#### GEZEIGTER TEXTAUSSCHNITT ####
Welchen Unterschied kann unser kleines Heimatland überhaupt machen? Laut dem „Global Carbon Atlas” beträgt der Anteil Deutschlands an den weltweiten CO2-Emissionen gerade mal zwei Prozent. Ganz Europa ist für etwa zehn Prozent verantwortlich.6 Selbst wenn Deutschland oder sogar ganz Europa über Nacht CO2-neutral werden würde, würde die Welt wohl trotzdem überhitzen. Asien, der bevölkerungsreichste und größte Kontinent, trägt dagegen zu mehr als 50 Prozent der weltweiten CO2-Emissionen bei. Bei diesem Gedanken bin ich direkt frustriert, weil ich mir einfach nicht zutraue, den chinesischen Staatschef Xi Jinping persönlich davon zu überzeugen, doch bitte endlich was fürs Klima zu tun.
####
AUFGABEN ▸
A: Gib aus dem Textausschnitt zu den CO2-Emissionen alles von „Welchen Unterschied kann“ bis hinunter zu „Klima zu tun.“ wortgetreu wieder.
B: Wie groß ist laut dem Textausschnitt zu den CO2-Emissionen der Anteil Asiens an den weltweiten CO2-Emissionen?
Die Datensätze spielen hierfür keine Rolle.
#### DATENAUSZÜGE ####
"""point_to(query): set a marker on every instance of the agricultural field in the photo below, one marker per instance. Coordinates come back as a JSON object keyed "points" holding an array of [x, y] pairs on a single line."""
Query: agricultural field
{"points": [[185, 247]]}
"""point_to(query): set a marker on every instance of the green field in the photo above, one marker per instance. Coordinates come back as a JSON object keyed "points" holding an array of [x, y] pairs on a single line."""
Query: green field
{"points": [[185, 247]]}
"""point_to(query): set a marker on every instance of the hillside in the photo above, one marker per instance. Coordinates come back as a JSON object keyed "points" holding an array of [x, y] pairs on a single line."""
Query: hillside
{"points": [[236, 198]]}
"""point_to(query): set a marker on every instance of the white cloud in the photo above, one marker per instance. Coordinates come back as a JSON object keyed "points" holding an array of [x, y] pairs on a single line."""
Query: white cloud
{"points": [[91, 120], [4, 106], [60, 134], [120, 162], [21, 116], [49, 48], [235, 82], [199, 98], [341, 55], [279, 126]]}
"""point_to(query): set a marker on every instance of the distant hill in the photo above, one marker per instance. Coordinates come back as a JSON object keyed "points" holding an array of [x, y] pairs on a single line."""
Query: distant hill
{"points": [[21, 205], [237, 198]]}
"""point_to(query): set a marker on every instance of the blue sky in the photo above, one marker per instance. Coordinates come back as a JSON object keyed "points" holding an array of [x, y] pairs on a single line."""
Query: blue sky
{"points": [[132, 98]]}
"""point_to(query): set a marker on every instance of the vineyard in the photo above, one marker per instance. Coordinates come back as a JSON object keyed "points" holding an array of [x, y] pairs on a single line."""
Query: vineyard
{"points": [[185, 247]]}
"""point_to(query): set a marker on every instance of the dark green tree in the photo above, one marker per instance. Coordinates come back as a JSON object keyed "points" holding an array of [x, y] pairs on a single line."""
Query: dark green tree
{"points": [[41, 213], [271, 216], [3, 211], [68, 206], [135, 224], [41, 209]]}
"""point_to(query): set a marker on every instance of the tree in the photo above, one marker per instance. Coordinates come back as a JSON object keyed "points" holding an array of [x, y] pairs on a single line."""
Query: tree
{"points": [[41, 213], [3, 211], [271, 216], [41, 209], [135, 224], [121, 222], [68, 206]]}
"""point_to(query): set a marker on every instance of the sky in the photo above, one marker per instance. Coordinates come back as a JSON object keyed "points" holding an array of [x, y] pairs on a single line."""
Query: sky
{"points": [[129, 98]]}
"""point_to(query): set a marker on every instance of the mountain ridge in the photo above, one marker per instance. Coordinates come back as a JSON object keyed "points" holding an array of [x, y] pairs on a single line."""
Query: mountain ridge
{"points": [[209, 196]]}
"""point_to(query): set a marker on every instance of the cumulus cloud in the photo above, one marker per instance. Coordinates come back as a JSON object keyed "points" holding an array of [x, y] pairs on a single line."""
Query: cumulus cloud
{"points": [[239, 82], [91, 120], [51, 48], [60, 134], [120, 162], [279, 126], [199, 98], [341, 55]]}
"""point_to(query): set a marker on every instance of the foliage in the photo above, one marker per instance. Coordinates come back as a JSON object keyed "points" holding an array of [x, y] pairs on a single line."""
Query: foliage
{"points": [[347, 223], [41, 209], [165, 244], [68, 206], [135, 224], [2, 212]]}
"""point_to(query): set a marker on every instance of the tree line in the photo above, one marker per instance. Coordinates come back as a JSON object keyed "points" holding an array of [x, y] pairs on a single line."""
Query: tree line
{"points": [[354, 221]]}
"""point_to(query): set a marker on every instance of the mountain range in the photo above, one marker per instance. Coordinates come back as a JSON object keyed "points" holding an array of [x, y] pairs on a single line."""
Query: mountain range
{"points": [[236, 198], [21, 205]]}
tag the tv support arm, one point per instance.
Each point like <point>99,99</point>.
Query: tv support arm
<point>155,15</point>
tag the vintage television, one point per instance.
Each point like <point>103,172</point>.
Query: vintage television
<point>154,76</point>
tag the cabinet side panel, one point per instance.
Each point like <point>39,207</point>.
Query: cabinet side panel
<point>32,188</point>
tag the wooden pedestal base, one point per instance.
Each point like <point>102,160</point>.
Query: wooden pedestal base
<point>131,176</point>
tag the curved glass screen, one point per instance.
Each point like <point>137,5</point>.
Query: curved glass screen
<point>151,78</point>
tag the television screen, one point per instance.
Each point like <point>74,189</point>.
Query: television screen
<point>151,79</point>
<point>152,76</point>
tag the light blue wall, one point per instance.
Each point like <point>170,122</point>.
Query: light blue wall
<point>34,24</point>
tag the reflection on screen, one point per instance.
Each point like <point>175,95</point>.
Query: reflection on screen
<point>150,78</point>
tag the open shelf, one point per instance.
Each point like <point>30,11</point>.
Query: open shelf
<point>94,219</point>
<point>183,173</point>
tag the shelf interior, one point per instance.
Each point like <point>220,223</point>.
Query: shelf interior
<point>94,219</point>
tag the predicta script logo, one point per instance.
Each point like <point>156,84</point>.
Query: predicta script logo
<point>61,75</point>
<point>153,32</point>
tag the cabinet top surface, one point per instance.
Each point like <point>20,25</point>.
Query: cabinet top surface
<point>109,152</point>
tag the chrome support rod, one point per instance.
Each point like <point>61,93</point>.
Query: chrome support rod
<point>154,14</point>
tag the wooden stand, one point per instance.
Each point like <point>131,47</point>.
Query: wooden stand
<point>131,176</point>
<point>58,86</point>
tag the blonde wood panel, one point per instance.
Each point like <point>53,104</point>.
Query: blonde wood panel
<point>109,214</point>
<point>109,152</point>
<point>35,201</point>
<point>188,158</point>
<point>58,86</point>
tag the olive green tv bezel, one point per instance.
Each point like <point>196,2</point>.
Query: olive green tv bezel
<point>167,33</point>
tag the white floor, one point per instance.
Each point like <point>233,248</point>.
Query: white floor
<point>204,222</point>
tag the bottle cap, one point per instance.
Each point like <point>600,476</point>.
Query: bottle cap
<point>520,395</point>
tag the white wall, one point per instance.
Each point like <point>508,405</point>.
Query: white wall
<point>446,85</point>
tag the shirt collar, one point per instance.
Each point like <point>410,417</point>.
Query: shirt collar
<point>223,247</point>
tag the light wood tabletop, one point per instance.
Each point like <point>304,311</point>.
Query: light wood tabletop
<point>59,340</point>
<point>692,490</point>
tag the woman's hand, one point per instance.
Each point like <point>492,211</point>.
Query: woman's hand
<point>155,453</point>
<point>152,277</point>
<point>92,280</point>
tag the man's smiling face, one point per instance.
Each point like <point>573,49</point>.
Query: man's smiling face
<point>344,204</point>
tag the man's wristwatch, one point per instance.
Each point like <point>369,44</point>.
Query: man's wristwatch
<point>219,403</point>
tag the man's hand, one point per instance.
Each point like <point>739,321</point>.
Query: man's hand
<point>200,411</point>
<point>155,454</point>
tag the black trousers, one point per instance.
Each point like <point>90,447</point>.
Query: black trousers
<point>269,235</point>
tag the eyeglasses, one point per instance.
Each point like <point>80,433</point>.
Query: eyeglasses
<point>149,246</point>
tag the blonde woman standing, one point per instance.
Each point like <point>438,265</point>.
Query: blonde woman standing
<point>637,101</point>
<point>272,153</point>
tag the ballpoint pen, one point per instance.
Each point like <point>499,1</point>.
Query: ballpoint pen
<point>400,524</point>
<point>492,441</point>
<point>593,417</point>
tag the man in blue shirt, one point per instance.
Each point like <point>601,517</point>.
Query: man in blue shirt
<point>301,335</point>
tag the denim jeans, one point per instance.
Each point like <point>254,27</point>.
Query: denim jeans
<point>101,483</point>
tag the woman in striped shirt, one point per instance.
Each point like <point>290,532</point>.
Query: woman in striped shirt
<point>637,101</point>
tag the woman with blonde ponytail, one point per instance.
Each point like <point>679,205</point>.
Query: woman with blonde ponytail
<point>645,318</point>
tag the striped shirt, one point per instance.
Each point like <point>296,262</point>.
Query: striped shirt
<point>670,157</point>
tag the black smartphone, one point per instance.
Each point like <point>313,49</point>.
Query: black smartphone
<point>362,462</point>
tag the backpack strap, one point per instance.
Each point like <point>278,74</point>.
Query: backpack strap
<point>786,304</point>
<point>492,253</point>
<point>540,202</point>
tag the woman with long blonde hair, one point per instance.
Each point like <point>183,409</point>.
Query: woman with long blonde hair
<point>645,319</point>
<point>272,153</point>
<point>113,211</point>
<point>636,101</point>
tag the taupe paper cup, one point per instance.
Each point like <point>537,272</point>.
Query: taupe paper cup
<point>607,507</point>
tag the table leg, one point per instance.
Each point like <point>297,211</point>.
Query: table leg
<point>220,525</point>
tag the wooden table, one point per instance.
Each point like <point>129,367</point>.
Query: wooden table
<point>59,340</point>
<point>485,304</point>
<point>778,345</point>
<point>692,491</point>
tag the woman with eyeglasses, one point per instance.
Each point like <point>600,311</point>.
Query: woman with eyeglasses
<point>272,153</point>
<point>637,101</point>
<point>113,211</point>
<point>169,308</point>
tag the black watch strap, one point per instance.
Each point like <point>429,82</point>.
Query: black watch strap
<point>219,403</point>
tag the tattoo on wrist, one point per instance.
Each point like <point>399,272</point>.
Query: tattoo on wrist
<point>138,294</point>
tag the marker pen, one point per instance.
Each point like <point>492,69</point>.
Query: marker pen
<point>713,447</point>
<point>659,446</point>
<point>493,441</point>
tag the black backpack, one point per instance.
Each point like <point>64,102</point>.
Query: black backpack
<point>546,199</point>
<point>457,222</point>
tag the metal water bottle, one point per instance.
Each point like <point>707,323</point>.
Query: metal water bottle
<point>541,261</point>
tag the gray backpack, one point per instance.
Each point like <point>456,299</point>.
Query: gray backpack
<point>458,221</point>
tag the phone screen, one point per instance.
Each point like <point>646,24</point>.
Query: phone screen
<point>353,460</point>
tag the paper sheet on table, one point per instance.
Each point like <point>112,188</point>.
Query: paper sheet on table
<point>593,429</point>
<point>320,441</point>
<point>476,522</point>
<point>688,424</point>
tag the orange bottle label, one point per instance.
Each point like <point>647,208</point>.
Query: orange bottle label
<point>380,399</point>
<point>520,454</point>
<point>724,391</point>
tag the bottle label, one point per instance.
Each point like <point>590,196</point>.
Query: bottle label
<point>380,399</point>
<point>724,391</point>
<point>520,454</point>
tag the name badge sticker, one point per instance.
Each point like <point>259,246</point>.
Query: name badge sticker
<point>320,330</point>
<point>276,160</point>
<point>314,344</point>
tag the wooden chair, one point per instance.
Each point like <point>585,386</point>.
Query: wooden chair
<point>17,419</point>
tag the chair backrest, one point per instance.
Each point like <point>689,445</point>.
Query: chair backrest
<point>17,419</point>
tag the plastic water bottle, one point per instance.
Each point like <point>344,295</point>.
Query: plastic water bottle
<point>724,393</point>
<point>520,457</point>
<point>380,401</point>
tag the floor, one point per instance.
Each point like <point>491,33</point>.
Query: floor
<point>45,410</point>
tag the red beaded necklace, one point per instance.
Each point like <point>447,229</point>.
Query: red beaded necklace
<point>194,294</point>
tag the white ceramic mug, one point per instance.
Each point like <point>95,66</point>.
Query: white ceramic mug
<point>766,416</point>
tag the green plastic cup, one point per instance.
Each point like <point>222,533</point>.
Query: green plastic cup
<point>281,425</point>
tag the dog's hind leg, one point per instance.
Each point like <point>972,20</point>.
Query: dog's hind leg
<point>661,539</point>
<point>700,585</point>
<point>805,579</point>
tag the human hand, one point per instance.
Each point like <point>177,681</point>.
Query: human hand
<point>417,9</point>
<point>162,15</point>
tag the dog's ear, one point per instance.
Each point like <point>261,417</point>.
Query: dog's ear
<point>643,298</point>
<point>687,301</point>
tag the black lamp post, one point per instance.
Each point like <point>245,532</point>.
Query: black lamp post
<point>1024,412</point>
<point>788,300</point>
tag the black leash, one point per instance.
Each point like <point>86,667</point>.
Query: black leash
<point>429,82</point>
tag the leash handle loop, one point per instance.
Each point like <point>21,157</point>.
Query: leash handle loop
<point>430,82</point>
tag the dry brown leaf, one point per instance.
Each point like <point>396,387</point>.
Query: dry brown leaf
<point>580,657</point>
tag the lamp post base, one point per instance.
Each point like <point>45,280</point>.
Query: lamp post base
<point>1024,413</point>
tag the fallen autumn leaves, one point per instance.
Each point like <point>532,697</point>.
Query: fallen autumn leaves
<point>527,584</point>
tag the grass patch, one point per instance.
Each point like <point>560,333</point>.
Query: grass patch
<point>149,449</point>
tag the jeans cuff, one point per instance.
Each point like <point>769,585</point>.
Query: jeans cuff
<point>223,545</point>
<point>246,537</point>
####
LÖSUNGEN ▸
A:
Welchen Unterschied kann unser kleines Heimatland überhaupt machen? Laut dem „Global Carbon Atlas” beträgt der Anteil Deutschlands an den weltweiten CO2-Emissionen gerade mal zwei Prozent. Ganz Europa ist für etwa zehn Prozent verantwortlich.6 Selbst wenn Deutschland oder sogar ganz Europa über Nacht CO2-neutral werden würde, würde die Welt wohl trotzdem überhitzen. Asien, der bevölkerungsreichste und größte Kontinent, trägt dagegen zu mehr als 50 Prozent der weltweiten CO2-Emissionen bei. Bei diesem Gedanken bin ich direkt frustriert, weil ich mir einfach nicht zutraue, den chinesischen Staatschef Xi Jinping persönlich davon zu überzeugen, doch bitte endlich was fürs Klima zu tun.

B: Mehr als 50 Prozent.